§ Problem to solve
Extend the opinion column about Trump's detractors turning to prosecutors, picking up after its final sentence.

— Start Document extract —

Trump’s Detractors, Lacking Confidence in the Voters, Turn to Prosecutors

T. Belman. As I recall, Conrad Black was a victim himself of judicial overreach and Trump came to his aid.

A vast canvas of confected legal harassment and monstrous defamation is being assembled and discharged against the 45th president.

By CONRAD BLACK, THE SUN     Monday, July 24,

The Trump-haters are now somnambulating toward the cliff. There is not and never was any serious argument against President Trump’s right to seek the presidency again except for two: proper people didn’t like him and he was going to overturn a bipartisan system in which many were very comfortable.

Behind these two objections, and neither can be argued very convincingly, a vast canvas of confected legal harassment and monstrous defamation has been assembled and discharged. Finally, all that is left is the prayerful hope that the American prosecutocracy can bring him down; the voters be damned.

As mentioned here last week, Peggy Noonan proudly stated her encapsulation of Trump-hate, after a friend’s recitation of some of his achievements as president: “He’s a bad man.” An approximately equally fervent and fluent Trump hater, but from the other side of the political spectrum, Maureen Dowd, took a similar perspective in the New York Times on Sunday: “A man is running to run the government he tried to overthrow while he was running it, even as he is running to stay ahead of the law.”

The assumption is and has always been, whether anyone actually believed it or not, that Mr. Trump is a chronic lawbreaker, almost a gangster, who is perversely motivated to reduce America to chaos. Ms. Dowd asked hopefully, “Has Trump finally run out of time. … Are those ever-loving walls really closing in this time? We were expecting (this from) the investigation into ties between Trump’s campaign and Russia and his potential obstruction of justice.”

She overlooks the inconvenient fact that the Russian collusion argument was not only a fiction; it was a malicious defamation devised by operatives of the Clinton campaign and advanced by the directors of the FBI, CIA, NIA, and other prominent supposedly nonpolitical figures in the Justice Department, with the knowledge of President Obama, Vice President Biden, and the Clintons.

— End Document extract —
— Start Extracted information —

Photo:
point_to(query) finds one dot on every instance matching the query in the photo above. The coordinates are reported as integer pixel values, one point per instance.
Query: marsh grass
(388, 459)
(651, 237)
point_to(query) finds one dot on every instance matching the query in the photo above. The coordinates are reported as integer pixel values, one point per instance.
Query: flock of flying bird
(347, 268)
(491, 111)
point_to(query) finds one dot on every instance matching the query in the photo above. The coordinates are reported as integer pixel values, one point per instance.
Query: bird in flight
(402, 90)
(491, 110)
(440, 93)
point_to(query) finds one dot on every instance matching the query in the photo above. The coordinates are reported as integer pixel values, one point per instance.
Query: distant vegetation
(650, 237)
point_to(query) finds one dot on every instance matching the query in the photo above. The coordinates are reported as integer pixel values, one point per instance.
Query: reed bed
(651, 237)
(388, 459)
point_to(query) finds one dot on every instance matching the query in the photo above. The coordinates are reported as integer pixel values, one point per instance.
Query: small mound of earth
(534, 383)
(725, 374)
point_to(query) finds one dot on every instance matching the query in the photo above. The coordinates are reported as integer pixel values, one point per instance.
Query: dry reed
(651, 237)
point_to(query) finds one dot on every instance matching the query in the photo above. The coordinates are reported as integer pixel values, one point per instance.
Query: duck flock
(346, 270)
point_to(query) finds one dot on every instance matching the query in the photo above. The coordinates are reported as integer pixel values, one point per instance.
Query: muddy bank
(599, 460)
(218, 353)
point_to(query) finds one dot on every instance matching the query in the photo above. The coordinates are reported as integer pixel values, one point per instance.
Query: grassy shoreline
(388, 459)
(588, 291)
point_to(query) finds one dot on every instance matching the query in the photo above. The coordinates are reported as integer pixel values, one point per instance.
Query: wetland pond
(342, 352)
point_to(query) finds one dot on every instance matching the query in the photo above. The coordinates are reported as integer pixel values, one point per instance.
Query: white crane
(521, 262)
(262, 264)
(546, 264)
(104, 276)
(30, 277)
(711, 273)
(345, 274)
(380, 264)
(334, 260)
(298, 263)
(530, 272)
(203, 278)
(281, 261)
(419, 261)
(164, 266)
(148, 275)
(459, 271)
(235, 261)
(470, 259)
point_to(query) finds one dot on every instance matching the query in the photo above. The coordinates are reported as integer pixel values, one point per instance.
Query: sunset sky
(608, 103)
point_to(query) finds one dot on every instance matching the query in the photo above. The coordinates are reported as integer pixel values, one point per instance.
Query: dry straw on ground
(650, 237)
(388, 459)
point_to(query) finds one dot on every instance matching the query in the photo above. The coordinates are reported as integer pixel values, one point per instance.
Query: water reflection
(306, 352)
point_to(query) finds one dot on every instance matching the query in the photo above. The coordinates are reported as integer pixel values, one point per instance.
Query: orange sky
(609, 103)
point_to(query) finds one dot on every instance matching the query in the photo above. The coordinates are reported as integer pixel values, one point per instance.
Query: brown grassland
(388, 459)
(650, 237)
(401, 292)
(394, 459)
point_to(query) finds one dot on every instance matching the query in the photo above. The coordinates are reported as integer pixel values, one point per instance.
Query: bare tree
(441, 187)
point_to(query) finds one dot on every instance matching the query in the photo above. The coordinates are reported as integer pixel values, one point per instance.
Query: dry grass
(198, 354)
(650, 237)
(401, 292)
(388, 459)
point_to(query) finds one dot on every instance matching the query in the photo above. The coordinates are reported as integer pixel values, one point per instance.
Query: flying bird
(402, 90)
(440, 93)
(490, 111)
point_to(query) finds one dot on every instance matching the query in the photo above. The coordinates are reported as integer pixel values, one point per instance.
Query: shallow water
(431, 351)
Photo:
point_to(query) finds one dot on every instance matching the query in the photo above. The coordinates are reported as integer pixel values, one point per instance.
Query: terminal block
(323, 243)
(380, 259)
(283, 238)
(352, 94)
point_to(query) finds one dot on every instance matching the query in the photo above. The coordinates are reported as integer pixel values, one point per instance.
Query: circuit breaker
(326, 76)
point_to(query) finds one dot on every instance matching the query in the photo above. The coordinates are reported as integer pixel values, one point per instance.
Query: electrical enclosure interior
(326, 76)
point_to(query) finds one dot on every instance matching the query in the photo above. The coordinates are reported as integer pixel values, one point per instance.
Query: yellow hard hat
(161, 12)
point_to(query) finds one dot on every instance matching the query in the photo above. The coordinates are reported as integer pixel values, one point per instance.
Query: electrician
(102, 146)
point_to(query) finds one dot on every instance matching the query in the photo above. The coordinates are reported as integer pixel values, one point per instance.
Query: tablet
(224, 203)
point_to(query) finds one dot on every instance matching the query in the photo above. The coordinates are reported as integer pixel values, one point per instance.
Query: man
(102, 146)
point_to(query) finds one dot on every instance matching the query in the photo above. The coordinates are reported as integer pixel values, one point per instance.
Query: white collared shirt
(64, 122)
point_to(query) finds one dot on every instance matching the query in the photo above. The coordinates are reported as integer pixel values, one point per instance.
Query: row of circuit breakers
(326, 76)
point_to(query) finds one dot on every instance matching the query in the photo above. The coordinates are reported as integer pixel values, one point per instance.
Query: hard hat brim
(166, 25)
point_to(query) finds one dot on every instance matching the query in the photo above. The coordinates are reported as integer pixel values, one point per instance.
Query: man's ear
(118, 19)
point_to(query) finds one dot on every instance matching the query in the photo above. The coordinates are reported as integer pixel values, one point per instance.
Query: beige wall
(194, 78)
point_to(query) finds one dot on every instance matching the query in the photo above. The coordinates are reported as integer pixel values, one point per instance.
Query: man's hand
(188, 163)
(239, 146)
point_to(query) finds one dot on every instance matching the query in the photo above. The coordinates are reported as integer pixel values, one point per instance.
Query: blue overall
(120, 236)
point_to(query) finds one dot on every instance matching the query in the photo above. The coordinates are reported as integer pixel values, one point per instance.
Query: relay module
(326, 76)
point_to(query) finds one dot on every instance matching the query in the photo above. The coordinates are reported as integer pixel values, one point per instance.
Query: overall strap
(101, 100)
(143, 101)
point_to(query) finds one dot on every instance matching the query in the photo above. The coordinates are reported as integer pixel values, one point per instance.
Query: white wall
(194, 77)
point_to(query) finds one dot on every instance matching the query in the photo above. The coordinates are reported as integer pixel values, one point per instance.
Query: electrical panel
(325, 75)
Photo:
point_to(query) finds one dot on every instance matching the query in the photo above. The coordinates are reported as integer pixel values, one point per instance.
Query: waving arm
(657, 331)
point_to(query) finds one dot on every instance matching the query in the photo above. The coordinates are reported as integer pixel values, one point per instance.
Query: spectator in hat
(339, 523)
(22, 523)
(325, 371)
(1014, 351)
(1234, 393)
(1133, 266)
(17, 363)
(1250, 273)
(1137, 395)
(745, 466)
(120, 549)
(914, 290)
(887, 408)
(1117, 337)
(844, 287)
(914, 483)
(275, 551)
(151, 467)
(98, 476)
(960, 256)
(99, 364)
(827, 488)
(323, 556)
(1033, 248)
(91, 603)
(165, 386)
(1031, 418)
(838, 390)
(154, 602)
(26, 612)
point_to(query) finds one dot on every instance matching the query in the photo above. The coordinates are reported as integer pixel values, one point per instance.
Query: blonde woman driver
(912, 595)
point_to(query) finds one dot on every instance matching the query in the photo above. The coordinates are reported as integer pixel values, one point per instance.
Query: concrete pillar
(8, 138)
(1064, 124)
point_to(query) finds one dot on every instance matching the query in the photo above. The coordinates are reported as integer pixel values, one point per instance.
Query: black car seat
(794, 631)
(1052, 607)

— End Extracted information —

§ Result
Ms. Dowd confines her lamentation to “regarding obstruction of justice, the final report [of Robert Mueller] was flaccid, waffling, legalistic” — because there was no obstruction. This is Trump-hate-speak for expressing a complete lack of interest in the fact that Mr. Trump no more colluded with Russia than Ms. Dowd and Ms. Noonan did, did not obstruct anyone, and Robert Mueller and his “dream team” of partisan “legal talent” failed to manufacture or distort enough facts and transgressions to strangle the Trump presidency.

Trump-haters, having little choice left, have decided which hill to die on: the mass production assembly line of spurious Trump indictments. Even Ms. Dowd allows that the special prosecutor ”has a Herculean task before him. He must present a persuasive narrative that Trump and his henchmen and women were determined to pull off a coup.”

There is no evidence nor any conceivable possibility that Mr. Trump had any thought of a coup. The idea that he had any thought at all of a violent overthrow of government is so fatuous that in any other circumstances except the frequent punctuation of sane political discourse by the faithful geyser of Trump-hate, any people uttering such nonsense would be urged by their friends to seek psychiatric help.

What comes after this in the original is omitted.